* [Given text]:
— Start —
Domestic work (1, 7-9, 11, 19)

Street work, including carrying heavy luggage,* vending,* and begging*(1, 7, 20)

Categorical Worst Forms of Child Labor‡

Commercial sexual exploitation* sometimes as a result of human trafficking (2-4, 7, 21, 22)

Forced labor in agriculture in the production of cocoa, tea, cotton, and onions, fishing, livestock raising, domestic work, artisanal gold mines and gravel quarries, street vending, and construction each sometimes as a result of human trafficking* (2, 3, 7, 22, 23)

Forced begging* (6, 9, 24)

* Evidence of this activity is limited and/or the extent of the problem is unknown.
‡ Child labor understood as the worst forms of child labor per se under Article 3(a)–(c) of ILO C. 182

A2010 pilot study by the ILO estimates that approximately 4,000 children between ages 11 and 17, mostly girls, were subjected to commercial sexual exploitation.(4, 22) In the urban informal sector, children carry heavy luggage and sell goods on the streets, such as cigarettes and water.(20, 22) In the three northern regions, it is a tradition to send boys, called talibés, to Koranic teachers to receive education. While some boys receive lessons, others are forced by their teachers to beg or perform other work and to surrender the money that they earn.(6, 9, 24) Cameroon is a source, transit, and destination country for child trafficking from neighboring countries in Central and West Africa and the Middle East.(2, 7, 22, 23) Improved public awareness about child trafficking has reduced the number of parents who willingly give their children to intermediaries promising education or a better life in an urban city. As a result, reports of children being kidnapped for human trafficking have increased, including in Yaoundé.(22) Victims of child trafficking are forced into domestic work, begging, vending, work in agriculture, fishing, mining, quarrying, or are subject to commercial sexual exploitation. (2, 7, 22, 23) Child trafficking also occurs internally for the purposes of hereditary slavery in the Northwest Region and the three northern regions, or for commercial sexual exploitation in southern Cameroon.(3, 7, 22, 25)
— End —
* [Tasks]:
- a) List every crop that the passage on child labor in Cameroon names in connection with forced labor in agriculture.
- b) Please quote the passage on child labor in Cameroon, everything from "Categorical Worst Forms" down to "begging* (6, 9, 24)".
- c) Answer these questions from the passage on child labor in Cameroon.
(i) About how many children does the ILO pilot study estimate were subjected to commercial sexual exploitation?
(ii) What are the boys sent to Koranic teachers in the three northern regions called?
(iii) In which part of Cameroon does internal child trafficking for commercial sexual exploitation occur?

(Excerpts from point annotation data)
— Start —
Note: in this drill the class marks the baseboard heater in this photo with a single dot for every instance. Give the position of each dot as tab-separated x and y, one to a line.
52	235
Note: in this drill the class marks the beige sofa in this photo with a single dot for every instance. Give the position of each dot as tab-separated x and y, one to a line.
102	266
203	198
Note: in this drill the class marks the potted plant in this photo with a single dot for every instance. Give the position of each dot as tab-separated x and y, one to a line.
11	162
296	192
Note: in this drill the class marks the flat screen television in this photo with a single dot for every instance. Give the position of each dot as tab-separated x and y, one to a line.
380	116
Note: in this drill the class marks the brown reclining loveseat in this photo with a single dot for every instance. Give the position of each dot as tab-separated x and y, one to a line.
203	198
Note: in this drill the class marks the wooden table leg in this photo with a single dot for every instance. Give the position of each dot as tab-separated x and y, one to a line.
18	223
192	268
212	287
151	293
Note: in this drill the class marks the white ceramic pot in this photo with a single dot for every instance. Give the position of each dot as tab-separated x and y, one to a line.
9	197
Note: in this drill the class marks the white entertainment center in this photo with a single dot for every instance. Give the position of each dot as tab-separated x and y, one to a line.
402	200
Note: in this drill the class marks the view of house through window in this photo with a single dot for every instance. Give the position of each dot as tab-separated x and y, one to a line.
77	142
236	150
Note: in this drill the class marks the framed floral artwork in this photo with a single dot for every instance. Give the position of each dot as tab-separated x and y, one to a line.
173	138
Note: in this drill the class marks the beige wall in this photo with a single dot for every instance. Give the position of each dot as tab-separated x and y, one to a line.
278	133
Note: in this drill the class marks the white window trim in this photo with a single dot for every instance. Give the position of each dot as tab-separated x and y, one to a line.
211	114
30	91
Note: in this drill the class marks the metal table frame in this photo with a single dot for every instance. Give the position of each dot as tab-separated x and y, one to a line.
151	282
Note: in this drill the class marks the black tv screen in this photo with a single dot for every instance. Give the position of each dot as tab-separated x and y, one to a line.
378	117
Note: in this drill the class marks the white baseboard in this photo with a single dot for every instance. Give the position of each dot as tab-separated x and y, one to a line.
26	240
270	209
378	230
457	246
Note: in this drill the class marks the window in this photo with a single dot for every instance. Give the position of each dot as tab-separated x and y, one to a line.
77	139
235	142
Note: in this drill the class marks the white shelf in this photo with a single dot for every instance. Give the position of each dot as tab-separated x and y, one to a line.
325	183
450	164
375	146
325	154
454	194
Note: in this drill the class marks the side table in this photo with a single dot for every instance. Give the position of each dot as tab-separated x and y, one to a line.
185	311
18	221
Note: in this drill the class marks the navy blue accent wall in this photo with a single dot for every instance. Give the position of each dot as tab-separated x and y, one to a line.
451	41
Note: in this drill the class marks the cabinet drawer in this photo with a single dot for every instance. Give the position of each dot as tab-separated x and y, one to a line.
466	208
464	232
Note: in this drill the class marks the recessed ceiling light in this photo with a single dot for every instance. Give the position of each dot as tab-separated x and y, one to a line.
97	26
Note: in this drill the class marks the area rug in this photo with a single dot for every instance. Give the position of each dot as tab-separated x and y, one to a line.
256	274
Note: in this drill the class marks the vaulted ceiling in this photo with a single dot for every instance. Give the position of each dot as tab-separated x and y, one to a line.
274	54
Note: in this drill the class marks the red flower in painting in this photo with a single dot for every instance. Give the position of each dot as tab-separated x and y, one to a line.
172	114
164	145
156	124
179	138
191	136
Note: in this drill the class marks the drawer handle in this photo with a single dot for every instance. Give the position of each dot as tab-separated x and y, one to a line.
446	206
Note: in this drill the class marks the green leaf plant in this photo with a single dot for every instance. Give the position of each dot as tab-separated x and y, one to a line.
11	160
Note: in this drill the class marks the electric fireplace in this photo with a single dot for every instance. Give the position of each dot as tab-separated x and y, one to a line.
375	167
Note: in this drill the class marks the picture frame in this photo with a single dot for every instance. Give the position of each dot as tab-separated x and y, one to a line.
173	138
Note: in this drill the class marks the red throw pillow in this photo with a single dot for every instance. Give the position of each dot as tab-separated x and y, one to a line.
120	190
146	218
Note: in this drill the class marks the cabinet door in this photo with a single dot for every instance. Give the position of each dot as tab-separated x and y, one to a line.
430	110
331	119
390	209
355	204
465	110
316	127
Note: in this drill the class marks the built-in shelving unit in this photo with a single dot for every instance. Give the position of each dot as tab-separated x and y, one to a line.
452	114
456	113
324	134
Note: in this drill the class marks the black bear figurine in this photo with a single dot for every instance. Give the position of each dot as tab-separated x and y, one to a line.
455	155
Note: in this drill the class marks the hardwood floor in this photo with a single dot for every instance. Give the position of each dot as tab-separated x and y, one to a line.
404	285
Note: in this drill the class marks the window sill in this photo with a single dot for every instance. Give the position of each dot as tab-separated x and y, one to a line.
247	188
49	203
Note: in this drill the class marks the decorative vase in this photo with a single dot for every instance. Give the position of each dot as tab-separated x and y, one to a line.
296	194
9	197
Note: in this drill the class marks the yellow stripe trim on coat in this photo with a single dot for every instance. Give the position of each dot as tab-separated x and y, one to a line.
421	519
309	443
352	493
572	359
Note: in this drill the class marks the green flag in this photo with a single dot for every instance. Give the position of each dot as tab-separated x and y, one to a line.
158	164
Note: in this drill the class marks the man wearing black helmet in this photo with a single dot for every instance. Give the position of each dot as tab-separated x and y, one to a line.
— End —
* [Solution set]:
- a) cocoa, tea, cotton, onions

- b)
Categorical Worst Forms of Child Labor‡

Commercial sexual exploitation* sometimes as a result of human trafficking (2-4, 7, 21, 22)

Forced labor in agriculture in the production of cocoa, tea, cotton, and onions, fishing, livestock raising, domestic work, artisanal gold mines and gravel quarries, street vending, and construction each sometimes as a result of human trafficking* (2, 3, 7, 22, 23)

Forced begging* (6, 9, 24)

- c)
(i) Approximately 4,000
(ii) Talibés
(iii) Southern Cameroon